▶ **Required work**: Here are some entries; quote each one exactly.

▶ **Recorded data**:
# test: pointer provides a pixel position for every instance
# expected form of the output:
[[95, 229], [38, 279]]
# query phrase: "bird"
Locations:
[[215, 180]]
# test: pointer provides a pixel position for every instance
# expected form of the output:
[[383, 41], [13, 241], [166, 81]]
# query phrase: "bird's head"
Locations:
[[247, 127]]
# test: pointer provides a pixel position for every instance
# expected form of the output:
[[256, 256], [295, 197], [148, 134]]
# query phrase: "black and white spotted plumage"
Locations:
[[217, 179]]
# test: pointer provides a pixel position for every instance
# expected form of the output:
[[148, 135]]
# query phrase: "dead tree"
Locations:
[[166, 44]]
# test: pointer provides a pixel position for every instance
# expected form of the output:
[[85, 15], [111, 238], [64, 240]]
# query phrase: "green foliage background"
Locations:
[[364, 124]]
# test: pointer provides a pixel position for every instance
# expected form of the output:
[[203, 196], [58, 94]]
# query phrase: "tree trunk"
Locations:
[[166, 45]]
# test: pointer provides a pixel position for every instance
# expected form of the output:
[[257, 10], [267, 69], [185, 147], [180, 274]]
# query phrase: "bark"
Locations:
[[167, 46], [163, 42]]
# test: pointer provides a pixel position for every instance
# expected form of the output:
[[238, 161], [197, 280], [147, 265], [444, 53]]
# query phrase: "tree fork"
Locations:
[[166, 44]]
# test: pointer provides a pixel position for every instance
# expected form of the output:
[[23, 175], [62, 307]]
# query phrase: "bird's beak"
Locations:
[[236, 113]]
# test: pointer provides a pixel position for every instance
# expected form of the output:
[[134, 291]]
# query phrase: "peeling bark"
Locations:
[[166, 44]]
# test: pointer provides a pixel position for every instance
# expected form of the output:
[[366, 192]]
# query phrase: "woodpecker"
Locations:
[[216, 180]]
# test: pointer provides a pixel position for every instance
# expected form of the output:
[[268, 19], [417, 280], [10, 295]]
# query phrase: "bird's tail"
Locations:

▶ **Written answer**:
# test: pointer provides a pixel position for every instance
# expected form of the output:
[[95, 229], [38, 279]]
# query phrase: "bird"
Locations:
[[215, 180]]
# test: pointer provides a pixel position for every instance
# expected form of the output:
[[383, 41], [13, 241], [166, 81]]
# query phrase: "bird's head"
Locations:
[[247, 127]]
# test: pointer provides a pixel position for every instance
# expected form of the output:
[[256, 256], [295, 197], [148, 134]]
# query phrase: "black and white spotted plumage"
Locations:
[[217, 179]]
# test: pointer provides a pixel position for every instance
# expected form of the output:
[[148, 135]]
# query phrase: "dead tree"
Locations:
[[166, 44]]
# test: pointer provides a pixel position for every instance
# expected form of the output:
[[85, 15], [111, 238], [64, 240]]
# query phrase: "green foliage background"
Locations:
[[364, 124]]
# test: pointer provides a pixel position for every instance
# expected form of the output:
[[203, 196], [58, 94]]
# query phrase: "tree trunk"
Locations:
[[166, 45]]
# test: pointer provides a pixel position for every instance
# expected form of the output:
[[257, 10], [267, 69], [185, 147], [180, 274]]
# query phrase: "bark"
Locations:
[[167, 46], [163, 42]]
# test: pointer provides a pixel position for every instance
# expected form of the output:
[[238, 161], [197, 280], [147, 265], [444, 53]]
# query phrase: "tree fork"
Locations:
[[166, 44]]
# test: pointer provides a pixel position for every instance
# expected form of the output:
[[23, 175], [62, 307]]
# query phrase: "bird's beak"
Locations:
[[236, 113]]
# test: pointer provides a pixel position for every instance
# expected form of the output:
[[134, 291]]
# query phrase: "peeling bark"
Locations:
[[166, 44]]
# test: pointer provides a pixel position for every instance
# expected form of the output:
[[366, 192]]
# query phrase: "woodpecker"
Locations:
[[216, 180]]
# test: pointer provides a pixel position for every instance
# expected form of the output:
[[268, 19], [417, 280], [10, 295]]
# query phrase: "bird's tail"
Locations:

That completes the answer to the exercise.